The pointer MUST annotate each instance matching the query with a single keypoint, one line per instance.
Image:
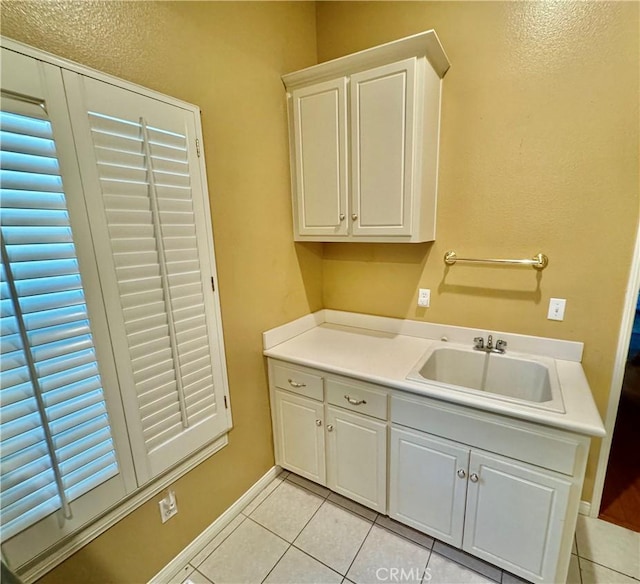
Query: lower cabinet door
(515, 516)
(428, 484)
(357, 457)
(299, 435)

(PROMPT): Set down the entries word for word, omitting all pictures.

(EXERCISE ANSWER):
The pointer MUST annotate each instance matching the query with a single keypoint, one line per instance.
Image:
Query: lower cabinet door
(515, 516)
(428, 484)
(357, 457)
(299, 435)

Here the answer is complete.